TAREAS →
• a. Di si cada afirmación concuerda con el texto sobre los cumpleaños de la familia Corado; contesta sí o no y cita textualmente las palabras que lo deciden. (i) En los cumpleaños de los Corado es costumbre el pastel. (ii) Las hermanas Corado Martínez se casaron con zacapanecos. (iii) Según los abuelos y las tías, se hace caldo de gallina porque en Comapa no había dinero para comprar otra cosa.
• b. Retoma el texto sobre los cumpleaños de la familia Corado a partir de su última oración.

TEXTO PROPORCIONADO →
Los cumpleaños familiares.

En la familia Corado se mantiene la tradición pueblerina que para los cumpleaños se hace caldo de gallina de patio, y ésta se pone a asar en las brasas del rescoldo del polletón que queda después de haber torteado una panada de masa. El bucul de pishtones nunca falta. Por ser una familia numerosa son más de tres gallinas las que se van al perol, y el cutumbo de fresco no falta: sea de masa, horchata, de ajonjolí y pepitoria, de carambola o de roja jamaica. Lo del pastel no es costumbre comapense, y tampoco lo de los regalos.
Cuentan los abuelos y las tías que es caldo de gallina porque en nuestra natal Comapa cuando ellos crecieron no había dinero para comprar otra cosa, y le sucede generalmente a todas las familias que viven en las aldeas, en cambio las gallinas siempre están. Por eso se llevaron la tradición con ellas y las ha acompañado toda la vida en su caminar migrante, de su pueblito al pueblón.
En los Corado prevalece el matriarcado, poco tenemos de tradiciones zacapanecas aunque todas las hermanas Corado Martínez se casaron con asoleados zacapanecos. No hay cómo negar la sangre oriental. Al final a lo de los regalos nadie les hace caso porque lo esencial es la convivencia familiar. Y en el clan Corado eso nunca ha faltado. Las hermanas se desgreñan todos los días pero cuando de rajar ocote se trata, son una.

CONJUNTO DE REGISTROS →
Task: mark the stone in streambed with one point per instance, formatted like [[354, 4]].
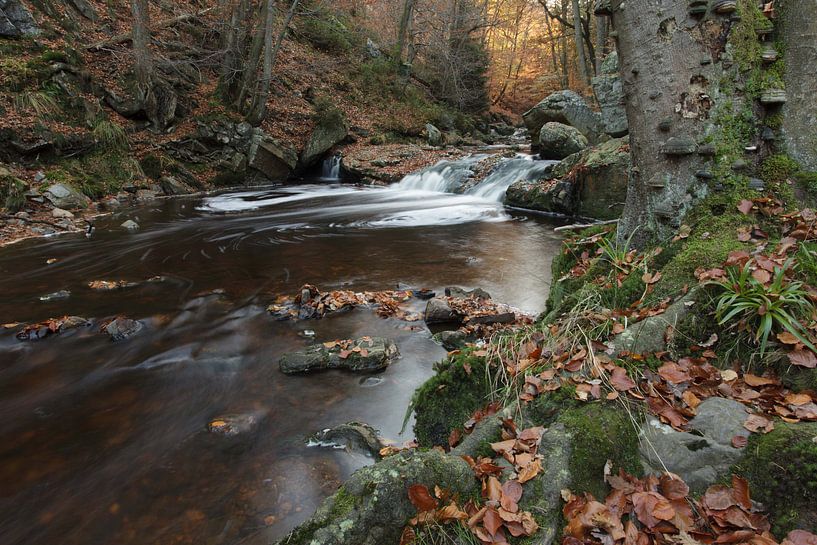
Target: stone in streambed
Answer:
[[235, 432], [122, 328], [557, 141], [355, 437], [439, 312], [459, 293], [364, 354]]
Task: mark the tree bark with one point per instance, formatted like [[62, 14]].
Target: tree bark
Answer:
[[579, 39], [143, 63], [259, 105]]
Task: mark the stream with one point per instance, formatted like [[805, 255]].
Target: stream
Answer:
[[106, 442]]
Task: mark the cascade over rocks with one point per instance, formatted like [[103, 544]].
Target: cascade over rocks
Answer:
[[565, 107], [591, 183]]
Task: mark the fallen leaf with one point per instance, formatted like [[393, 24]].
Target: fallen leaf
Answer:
[[803, 358], [745, 206]]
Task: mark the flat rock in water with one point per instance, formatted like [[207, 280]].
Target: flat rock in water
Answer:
[[364, 354], [355, 437], [236, 432], [460, 293], [123, 328], [439, 312]]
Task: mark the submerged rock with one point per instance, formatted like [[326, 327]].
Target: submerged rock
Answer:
[[557, 141], [438, 311], [122, 328], [372, 507], [459, 293], [364, 354], [355, 437], [130, 225], [236, 432]]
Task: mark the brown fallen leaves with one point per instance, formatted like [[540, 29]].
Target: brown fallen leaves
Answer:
[[659, 510], [497, 516]]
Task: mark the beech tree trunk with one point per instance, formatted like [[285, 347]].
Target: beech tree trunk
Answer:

RESPUESTAS →
• a.
(i) No: "Lo del pastel no es costumbre comapense".
(ii) Sí: "todas las hermanas Corado Martínez se casaron con asoleados zacapanecos".
(iii) Sí: "no había dinero para comprar otra cosa".

• b.
La lunática es mi tía Reyna, que del puro aire se enoja y manda a todos a volar y en las mismas se contenta y actúa como si nada hubiera pasado porque ya lo olvidó, ya ni coco le ponen.
La del carácter del demonio es mi Nanoj, que cuando se enoja es de salir corriendo, y solo la del corazón de pollo y tía favorita la puede tranquilizar, ella es mi tía Aidé que parece gallinona poshoroca que anida a todos los sobrinos con una ternura inimaginable. Ella un grito le pega a mi mamá y quieta la deja, sin andar con alharaqueras. A mi mamá en esas circunstancias de nada le sirve ser la mayor. Pero cuando el pleito es en la calle, la que saca las garras por las hermanas es mi mamá, se transforma en leona herida, ¡a sus hermanas no las toca nadie! -Al menos que ellas quieran-.
La tía Marina que emigró cuando la camada de sobrinos aun se orinada en la cama, que al igual que sus hermanos ya fallecidos, han sido los ausentes, sus sillas en la mesa familiar siempre están ahí. Las llamadas telefónicas que llegan o van hacia Tijuana, nunca faltan. Y hacemos rueda para saludarla, ¡tía Marina, tía Marina! ¿Hola hijos, cómo están? Lloradera de este lado del teléfono y del otro. Ella es la auténtica garífuna de la familia, negra como la noche cerrada y con ese cuerpazo macizo de la mujer mulata, su pelo de alambre, murusho como él solo. Es la penúltima de las hermanas, la que siempre fue apartada porque mi abuela la regaló a Mamita cuando nació, porque no soportó haber parido una hija negra. Y cosa curiosa que el rubio y de ojos claros fue mi abuelo, su esposo, aunque su familia es garífuna.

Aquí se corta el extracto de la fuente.